### TASK ITEM
Determine the number of lines in the data that contain "each". Answer with that number only.

Saved data entries
**********
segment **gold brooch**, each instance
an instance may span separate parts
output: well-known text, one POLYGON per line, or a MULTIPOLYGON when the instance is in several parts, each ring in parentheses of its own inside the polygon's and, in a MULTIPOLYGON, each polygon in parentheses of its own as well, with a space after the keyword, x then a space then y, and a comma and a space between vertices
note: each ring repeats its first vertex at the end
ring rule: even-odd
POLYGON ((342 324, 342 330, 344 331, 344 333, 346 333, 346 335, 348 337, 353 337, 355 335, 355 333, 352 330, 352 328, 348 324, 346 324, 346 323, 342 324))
**********
### FINISHED EXERCISE
3